Task statement | Count the lines below that contain the string "rippled", treating uppercase and lowercase as different. Reply with the number alone.

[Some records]
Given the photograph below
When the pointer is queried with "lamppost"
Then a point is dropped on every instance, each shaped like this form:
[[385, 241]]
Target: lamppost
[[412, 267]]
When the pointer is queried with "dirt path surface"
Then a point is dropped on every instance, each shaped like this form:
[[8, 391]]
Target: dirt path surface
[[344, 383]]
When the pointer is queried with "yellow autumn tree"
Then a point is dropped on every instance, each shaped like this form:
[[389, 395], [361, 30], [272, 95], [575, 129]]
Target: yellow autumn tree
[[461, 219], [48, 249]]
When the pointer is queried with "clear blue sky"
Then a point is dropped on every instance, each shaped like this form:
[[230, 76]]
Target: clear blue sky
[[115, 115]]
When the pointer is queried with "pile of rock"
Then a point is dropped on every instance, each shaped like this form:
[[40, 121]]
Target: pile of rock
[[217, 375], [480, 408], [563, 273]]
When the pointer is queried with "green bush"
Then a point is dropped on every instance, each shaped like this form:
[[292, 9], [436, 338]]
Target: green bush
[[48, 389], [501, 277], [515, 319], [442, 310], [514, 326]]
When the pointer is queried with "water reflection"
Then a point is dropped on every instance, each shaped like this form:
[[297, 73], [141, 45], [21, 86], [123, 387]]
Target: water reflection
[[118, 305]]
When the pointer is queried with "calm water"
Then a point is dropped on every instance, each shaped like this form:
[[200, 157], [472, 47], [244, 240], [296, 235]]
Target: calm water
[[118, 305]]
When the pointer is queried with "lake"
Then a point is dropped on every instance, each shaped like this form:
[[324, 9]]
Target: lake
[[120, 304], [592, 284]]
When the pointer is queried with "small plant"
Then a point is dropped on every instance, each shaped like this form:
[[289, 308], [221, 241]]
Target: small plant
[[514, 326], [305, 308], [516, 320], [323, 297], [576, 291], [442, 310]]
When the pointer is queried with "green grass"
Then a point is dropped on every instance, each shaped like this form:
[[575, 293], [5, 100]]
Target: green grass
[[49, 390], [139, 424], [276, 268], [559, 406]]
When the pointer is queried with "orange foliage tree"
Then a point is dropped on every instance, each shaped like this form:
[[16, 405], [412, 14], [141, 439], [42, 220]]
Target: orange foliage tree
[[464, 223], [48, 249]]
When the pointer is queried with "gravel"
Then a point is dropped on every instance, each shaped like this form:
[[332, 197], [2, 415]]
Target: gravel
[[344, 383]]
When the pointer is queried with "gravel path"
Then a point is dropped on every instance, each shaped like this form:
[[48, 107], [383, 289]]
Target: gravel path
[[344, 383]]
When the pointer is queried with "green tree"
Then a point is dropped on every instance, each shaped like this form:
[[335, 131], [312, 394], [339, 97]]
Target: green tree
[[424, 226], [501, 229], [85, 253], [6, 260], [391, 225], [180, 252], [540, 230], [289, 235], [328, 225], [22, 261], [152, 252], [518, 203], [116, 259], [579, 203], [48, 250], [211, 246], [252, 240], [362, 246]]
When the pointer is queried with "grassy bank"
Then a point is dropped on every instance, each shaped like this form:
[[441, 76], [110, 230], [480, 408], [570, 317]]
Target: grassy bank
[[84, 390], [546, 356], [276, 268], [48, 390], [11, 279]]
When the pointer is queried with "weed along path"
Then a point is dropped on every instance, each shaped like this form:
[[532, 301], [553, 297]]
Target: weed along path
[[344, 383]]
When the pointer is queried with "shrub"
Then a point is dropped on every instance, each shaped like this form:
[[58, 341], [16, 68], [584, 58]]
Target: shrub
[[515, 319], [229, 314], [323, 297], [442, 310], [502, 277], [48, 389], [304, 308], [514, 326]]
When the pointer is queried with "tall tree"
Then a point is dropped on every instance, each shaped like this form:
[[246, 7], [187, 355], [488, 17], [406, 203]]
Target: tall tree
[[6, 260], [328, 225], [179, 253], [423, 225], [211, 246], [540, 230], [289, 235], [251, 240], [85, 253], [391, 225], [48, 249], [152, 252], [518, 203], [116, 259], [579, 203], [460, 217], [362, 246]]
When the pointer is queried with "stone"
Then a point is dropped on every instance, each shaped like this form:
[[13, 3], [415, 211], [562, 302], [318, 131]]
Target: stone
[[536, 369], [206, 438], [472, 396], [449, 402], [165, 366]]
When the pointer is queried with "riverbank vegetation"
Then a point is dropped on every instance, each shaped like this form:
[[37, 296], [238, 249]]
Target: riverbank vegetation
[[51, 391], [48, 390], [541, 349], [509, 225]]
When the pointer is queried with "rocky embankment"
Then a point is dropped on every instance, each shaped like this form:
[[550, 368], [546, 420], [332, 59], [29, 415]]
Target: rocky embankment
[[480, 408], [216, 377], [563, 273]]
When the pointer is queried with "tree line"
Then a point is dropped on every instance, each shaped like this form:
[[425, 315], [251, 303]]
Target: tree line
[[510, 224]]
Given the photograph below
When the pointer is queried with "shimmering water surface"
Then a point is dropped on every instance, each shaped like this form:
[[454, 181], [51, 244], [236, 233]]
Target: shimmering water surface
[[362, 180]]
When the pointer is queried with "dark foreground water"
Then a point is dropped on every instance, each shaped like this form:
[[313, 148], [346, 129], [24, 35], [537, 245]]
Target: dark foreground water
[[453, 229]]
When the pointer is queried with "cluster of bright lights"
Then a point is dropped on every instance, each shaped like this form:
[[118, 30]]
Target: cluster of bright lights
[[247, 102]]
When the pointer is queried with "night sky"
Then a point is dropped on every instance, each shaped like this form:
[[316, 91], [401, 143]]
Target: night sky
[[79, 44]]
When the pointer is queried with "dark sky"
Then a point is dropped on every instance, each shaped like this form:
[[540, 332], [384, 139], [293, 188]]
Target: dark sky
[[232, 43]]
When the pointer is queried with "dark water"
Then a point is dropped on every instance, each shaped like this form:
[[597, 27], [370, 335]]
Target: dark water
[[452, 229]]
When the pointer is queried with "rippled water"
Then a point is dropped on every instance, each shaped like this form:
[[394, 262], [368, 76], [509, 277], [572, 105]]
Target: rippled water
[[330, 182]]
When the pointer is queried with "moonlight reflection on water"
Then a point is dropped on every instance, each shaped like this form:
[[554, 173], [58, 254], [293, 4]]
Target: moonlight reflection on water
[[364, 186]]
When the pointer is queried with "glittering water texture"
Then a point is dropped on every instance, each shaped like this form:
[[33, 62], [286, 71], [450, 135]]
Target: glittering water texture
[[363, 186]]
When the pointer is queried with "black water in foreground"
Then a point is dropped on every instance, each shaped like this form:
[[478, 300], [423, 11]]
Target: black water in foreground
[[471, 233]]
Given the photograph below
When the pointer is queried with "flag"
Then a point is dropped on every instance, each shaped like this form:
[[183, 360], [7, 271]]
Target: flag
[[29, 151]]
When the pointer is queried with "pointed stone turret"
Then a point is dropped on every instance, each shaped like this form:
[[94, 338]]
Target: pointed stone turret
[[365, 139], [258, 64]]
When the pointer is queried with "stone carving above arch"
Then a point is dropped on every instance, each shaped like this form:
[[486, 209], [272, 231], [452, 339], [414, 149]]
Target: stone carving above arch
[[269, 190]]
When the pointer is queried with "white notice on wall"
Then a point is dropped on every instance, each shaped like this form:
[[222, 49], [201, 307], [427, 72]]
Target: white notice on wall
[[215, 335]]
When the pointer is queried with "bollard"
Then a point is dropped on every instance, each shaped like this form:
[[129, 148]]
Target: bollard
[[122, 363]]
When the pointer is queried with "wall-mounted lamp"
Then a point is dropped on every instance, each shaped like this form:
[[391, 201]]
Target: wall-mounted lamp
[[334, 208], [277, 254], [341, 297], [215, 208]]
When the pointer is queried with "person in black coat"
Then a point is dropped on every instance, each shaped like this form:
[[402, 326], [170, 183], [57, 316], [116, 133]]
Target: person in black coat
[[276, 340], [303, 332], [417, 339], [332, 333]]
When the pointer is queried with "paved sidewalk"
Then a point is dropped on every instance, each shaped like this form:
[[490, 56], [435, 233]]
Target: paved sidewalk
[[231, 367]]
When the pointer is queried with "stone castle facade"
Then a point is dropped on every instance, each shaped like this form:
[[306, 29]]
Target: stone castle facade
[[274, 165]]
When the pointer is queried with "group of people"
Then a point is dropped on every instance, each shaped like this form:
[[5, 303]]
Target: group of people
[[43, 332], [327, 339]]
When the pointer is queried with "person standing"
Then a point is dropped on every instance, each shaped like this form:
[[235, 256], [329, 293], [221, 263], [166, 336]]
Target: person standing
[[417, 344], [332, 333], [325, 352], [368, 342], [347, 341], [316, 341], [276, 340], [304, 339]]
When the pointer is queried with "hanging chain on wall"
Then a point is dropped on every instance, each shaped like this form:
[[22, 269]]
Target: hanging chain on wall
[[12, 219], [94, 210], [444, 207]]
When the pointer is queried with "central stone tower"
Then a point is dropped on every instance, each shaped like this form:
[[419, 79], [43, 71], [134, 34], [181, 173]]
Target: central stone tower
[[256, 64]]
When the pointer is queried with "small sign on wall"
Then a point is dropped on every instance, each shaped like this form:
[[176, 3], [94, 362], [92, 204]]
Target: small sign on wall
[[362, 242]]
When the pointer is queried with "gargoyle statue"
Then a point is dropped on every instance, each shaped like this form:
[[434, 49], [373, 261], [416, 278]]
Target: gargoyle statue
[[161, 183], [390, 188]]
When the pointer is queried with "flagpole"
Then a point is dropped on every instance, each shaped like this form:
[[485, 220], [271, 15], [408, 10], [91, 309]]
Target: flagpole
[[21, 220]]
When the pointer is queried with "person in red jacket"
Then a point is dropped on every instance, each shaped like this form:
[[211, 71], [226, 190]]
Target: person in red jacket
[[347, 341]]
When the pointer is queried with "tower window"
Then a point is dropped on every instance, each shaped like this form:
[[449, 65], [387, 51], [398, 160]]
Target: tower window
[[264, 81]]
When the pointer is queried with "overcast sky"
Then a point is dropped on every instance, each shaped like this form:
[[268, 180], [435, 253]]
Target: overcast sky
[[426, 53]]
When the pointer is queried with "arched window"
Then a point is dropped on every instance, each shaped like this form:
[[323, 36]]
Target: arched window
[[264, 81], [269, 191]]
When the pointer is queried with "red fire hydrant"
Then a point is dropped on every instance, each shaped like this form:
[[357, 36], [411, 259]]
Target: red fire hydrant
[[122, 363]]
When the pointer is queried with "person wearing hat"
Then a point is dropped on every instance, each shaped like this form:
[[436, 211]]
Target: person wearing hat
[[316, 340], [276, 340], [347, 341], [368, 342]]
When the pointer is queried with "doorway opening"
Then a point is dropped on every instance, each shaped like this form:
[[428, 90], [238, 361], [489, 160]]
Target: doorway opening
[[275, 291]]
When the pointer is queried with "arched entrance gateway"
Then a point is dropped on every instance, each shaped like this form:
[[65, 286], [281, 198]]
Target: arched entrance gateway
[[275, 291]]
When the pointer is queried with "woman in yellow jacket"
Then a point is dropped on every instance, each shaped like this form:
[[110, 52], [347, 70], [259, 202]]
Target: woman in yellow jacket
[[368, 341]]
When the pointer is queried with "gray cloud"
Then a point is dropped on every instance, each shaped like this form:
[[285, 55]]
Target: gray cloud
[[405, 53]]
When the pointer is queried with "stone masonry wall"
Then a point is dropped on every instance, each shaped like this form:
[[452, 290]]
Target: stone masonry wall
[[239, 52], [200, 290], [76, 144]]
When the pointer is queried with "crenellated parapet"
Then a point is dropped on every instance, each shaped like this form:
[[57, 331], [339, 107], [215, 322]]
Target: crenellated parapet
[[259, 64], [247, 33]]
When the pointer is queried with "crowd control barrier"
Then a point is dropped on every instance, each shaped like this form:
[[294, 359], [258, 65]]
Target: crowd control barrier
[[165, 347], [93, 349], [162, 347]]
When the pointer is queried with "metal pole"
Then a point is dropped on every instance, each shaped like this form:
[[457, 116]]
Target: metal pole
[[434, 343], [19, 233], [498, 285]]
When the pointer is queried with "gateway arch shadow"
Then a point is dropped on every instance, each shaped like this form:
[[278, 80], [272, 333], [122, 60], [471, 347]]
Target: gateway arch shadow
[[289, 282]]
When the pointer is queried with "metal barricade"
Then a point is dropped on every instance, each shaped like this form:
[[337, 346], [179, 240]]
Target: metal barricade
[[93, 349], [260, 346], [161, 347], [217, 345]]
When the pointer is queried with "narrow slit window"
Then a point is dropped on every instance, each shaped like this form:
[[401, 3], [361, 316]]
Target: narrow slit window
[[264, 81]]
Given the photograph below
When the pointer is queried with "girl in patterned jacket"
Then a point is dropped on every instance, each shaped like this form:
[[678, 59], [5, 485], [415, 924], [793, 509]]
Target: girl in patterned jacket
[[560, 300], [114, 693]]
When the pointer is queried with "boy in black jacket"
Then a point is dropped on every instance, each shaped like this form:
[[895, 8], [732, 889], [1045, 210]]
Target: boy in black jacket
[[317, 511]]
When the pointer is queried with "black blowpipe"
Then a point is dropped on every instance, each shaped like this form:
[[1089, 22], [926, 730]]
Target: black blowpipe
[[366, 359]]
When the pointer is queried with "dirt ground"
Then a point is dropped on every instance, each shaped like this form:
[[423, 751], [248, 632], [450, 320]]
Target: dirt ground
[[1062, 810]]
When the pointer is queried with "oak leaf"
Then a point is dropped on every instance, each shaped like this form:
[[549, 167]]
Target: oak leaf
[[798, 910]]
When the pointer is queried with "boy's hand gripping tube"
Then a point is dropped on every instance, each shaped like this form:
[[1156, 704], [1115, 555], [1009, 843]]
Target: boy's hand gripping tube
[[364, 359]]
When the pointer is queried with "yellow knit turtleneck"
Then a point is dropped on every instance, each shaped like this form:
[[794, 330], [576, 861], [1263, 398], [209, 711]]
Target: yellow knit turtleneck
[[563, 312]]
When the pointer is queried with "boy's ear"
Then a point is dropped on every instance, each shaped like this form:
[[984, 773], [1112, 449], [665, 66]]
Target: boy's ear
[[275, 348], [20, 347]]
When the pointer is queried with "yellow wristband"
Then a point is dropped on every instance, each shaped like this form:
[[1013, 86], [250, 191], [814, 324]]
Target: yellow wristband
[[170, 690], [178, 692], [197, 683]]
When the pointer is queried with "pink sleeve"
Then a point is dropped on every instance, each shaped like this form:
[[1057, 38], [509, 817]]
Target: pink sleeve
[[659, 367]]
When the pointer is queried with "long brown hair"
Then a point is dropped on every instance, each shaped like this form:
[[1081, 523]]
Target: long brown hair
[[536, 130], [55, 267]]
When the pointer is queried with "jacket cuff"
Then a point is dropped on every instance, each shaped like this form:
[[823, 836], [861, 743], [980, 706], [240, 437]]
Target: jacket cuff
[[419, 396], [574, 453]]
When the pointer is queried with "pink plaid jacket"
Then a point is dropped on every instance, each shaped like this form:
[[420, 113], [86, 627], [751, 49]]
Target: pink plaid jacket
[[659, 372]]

Expected answer | 2